### [What to produce]
Down to the last character, transcribe every record.

### [Region pointing data]

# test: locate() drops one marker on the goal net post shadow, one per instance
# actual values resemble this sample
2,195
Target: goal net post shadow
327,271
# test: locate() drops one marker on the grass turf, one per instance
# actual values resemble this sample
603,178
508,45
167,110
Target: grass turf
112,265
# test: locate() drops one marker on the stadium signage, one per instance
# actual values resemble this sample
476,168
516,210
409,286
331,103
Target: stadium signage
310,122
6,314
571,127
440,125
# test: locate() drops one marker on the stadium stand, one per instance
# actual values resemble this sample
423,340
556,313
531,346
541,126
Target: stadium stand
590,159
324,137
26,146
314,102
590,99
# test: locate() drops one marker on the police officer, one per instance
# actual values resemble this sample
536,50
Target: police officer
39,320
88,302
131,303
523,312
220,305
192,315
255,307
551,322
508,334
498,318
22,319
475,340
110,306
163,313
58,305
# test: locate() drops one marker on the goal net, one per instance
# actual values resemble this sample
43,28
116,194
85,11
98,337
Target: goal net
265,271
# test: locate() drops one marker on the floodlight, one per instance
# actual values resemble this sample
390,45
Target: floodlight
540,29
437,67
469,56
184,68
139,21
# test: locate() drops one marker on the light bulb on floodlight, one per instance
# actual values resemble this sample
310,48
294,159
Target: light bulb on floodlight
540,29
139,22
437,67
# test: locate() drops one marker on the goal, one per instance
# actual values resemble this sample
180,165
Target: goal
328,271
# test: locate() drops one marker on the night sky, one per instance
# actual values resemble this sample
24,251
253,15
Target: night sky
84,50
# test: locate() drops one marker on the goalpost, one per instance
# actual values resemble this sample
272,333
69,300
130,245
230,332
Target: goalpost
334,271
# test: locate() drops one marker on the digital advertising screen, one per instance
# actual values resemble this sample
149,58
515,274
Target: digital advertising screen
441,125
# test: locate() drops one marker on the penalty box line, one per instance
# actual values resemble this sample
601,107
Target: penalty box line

### [Response area]
# test: locate() drops one marker on the goal net post shadow, one per instance
# actual values resemble this sample
2,195
Target: goal net post shadow
327,271
# test: locate() drops one marker on the grass turf, one per instance
# actual values resemble this sample
603,178
508,45
167,110
Target: grass turf
112,265
# test: locate() drops one marker on the stadium signage, one per instance
# actual values resemble this sample
476,168
516,210
409,286
331,103
Target: stadium signage
310,122
6,314
571,127
440,125
# test: locate() drops one marker on the stadium stand, one per instance
# actual values resemble this sample
423,340
556,313
531,346
541,126
Target: stadium stand
590,159
324,137
26,146
314,102
590,99
# test: locate() drops one marker on the police officer, one per instance
# actual values resemble this sample
536,50
Target: police officer
39,320
88,302
131,303
523,312
220,305
192,315
255,307
551,322
508,334
498,318
22,319
475,340
110,306
163,313
58,305
# test: locate() drops one marker on the goal net, one per instance
# actual values resemble this sample
43,28
116,194
85,11
98,337
Target: goal net
265,271
# test: locate() drops one marker on the floodlight, one per instance
# actual values resemble this sample
390,45
Target: floodlight
540,29
437,67
469,56
184,68
139,21
# test: locate() drops one marker on the light bulb on floodlight, one per instance
# actual values resemble this sample
310,48
294,159
Target: light bulb on floodlight
540,29
139,22
437,67
# test: locate() drops one marker on the goal, one per instance
# actual values resemble this sample
180,165
Target: goal
328,271
# test: locate() drops one marker on the night sky, one per instance
# actual values resemble this sample
24,251
253,15
Target: night sky
84,50
# test: locate() drops one marker on the goalpost, one per instance
# actual values resemble this sample
272,333
69,300
130,245
230,332
Target: goalpost
334,271
# test: locate() drops one marker on the digital advertising screen, one per instance
# actual values resemble this sample
149,58
515,274
Target: digital advertising screen
441,125
# test: locate() drops one marker on the penalty box line, one per instance
# actual values resemble this sample
601,107
Target: penalty box line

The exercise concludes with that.